JOB: From the text on stock prices, give again the span between "On the other" and "year's estimated earnings.", inclusive, swapping "Pandora" for "Sirius XM" wherever it appears.

EXTRACT TO READ:
A common misconception among investors is that a stock's price
tag indicates its true value. For example, some investors may
believe that Apple (NASDAQ:
AAPL
) is expensive because it trades for over $586 a share. That
logic ignores the fact that Apple trades at just 10 times next
year's earnings, which is in fact inexpensive relative to many
technology names.
On the other hand, some investors may view Pandora (NYSE:
P
) as cheap simply because it trades below $9 per share. That view
comes despite the fact that the shares trade for almost 125 times
next year's estimated earnings.
Rather, Apple and Pandora should tell investors that stocks
can be "cheap" even when shares have high price tags, and pricey
even when individual shares carry low price tags. The latter
scenario underscores the wisdom of not being lured into a stock
simply because of the superficial metric of market price. With
that in mind, investors would do well to avoid or short the
following single-digit names next year:
LDK Solar (NYSE:
LDK
)
A stock that trades for less than $2 and has surged more than 27
percent in the past week can be seductive, but keep in mind this
is a solar stock that fell more than 10 percent on Monday.
China-based LDK on Monday slashed its full-year revenue forecast
to $950 million-$1 billion from $1-$1.5 billion. The company also
said it expects fourth-quarter revenue of $230-$290 million,
which is well below the consensus estimate of $552.35
million.
Forget $2, the shares closed barely above $1 on Monday and the
average price target is just $1.16, implying little upside from
current levels. LDK could easily trade for 50 cents or less
before its sees $1.80 again.
Century Aluminum (NASDAQ:
CENX
)

DATA RECORDS:
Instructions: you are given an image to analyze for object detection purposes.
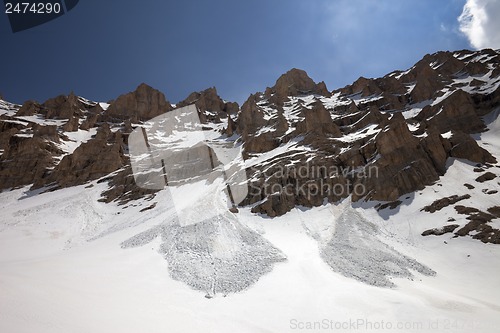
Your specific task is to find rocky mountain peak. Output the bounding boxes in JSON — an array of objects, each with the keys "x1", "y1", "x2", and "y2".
[
  {"x1": 267, "y1": 68, "x2": 329, "y2": 97},
  {"x1": 105, "y1": 83, "x2": 173, "y2": 121}
]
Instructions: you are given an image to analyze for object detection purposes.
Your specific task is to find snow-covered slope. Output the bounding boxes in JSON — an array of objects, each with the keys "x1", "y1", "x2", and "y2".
[{"x1": 0, "y1": 50, "x2": 500, "y2": 333}]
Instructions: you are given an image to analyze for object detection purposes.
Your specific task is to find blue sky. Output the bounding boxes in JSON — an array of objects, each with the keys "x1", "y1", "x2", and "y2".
[{"x1": 0, "y1": 0, "x2": 488, "y2": 103}]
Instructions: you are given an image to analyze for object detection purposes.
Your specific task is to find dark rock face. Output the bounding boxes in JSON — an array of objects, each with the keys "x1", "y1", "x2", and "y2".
[
  {"x1": 422, "y1": 224, "x2": 459, "y2": 236},
  {"x1": 0, "y1": 135, "x2": 61, "y2": 190},
  {"x1": 105, "y1": 83, "x2": 173, "y2": 121},
  {"x1": 416, "y1": 89, "x2": 485, "y2": 133},
  {"x1": 237, "y1": 50, "x2": 500, "y2": 216},
  {"x1": 266, "y1": 68, "x2": 329, "y2": 98},
  {"x1": 177, "y1": 87, "x2": 240, "y2": 124},
  {"x1": 35, "y1": 126, "x2": 124, "y2": 187},
  {"x1": 422, "y1": 194, "x2": 470, "y2": 213},
  {"x1": 0, "y1": 50, "x2": 500, "y2": 226}
]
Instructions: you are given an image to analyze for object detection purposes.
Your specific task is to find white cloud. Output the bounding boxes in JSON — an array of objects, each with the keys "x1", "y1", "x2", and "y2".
[{"x1": 458, "y1": 0, "x2": 500, "y2": 49}]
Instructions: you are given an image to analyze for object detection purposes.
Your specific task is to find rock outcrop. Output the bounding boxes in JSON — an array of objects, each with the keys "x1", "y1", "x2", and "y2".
[{"x1": 103, "y1": 83, "x2": 173, "y2": 122}]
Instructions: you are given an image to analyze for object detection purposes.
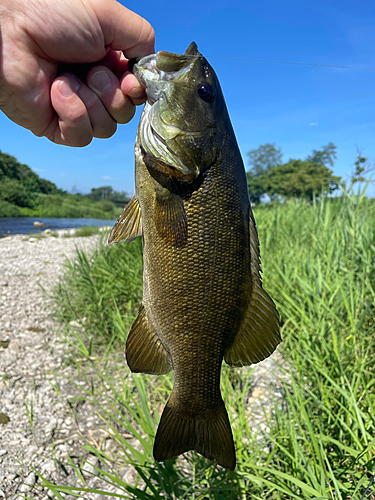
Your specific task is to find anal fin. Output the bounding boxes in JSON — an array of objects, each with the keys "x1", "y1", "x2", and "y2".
[
  {"x1": 224, "y1": 283, "x2": 281, "y2": 366},
  {"x1": 108, "y1": 196, "x2": 142, "y2": 245},
  {"x1": 224, "y1": 209, "x2": 281, "y2": 366},
  {"x1": 126, "y1": 305, "x2": 172, "y2": 375}
]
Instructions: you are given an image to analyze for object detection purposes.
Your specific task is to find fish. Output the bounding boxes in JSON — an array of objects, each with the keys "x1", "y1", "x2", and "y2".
[{"x1": 108, "y1": 42, "x2": 281, "y2": 470}]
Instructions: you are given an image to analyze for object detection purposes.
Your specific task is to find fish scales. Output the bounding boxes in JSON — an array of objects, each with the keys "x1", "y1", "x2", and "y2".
[{"x1": 109, "y1": 43, "x2": 280, "y2": 469}]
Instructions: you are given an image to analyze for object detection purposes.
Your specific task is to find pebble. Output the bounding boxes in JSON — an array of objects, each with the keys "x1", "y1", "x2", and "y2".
[{"x1": 0, "y1": 234, "x2": 279, "y2": 500}]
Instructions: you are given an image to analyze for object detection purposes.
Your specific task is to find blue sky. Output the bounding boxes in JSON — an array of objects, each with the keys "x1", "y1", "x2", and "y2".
[{"x1": 0, "y1": 0, "x2": 375, "y2": 196}]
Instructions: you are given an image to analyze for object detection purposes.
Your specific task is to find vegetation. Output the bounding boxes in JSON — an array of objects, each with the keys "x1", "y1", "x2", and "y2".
[
  {"x1": 40, "y1": 186, "x2": 375, "y2": 500},
  {"x1": 0, "y1": 151, "x2": 128, "y2": 219},
  {"x1": 247, "y1": 142, "x2": 341, "y2": 203}
]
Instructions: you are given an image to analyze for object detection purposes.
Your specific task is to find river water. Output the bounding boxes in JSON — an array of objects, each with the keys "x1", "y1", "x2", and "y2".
[{"x1": 0, "y1": 217, "x2": 116, "y2": 237}]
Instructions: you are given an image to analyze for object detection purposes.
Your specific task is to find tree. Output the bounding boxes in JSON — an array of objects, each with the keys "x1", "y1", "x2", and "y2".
[
  {"x1": 306, "y1": 142, "x2": 337, "y2": 167},
  {"x1": 246, "y1": 170, "x2": 267, "y2": 204},
  {"x1": 88, "y1": 186, "x2": 113, "y2": 201},
  {"x1": 264, "y1": 160, "x2": 341, "y2": 200},
  {"x1": 344, "y1": 148, "x2": 375, "y2": 191},
  {"x1": 247, "y1": 143, "x2": 283, "y2": 176}
]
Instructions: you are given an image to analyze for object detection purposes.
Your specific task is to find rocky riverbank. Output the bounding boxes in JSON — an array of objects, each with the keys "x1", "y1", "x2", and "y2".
[{"x1": 0, "y1": 231, "x2": 277, "y2": 500}]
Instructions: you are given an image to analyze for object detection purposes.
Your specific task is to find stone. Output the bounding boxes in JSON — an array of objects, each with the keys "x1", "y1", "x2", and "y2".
[{"x1": 0, "y1": 413, "x2": 10, "y2": 425}]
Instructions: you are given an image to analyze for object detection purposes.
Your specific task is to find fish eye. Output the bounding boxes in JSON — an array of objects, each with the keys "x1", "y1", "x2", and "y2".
[{"x1": 197, "y1": 82, "x2": 215, "y2": 102}]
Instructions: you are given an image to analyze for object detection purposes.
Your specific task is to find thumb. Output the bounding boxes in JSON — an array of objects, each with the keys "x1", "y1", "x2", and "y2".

REPLY TO THE EXERCISE:
On the other hand, some investors may view Sirius XM (NYSE:
P
) as cheap simply because it trades below $9 per share. That view
comes despite the fact that the shares trade for almost 125 times
next year's estimated earnings.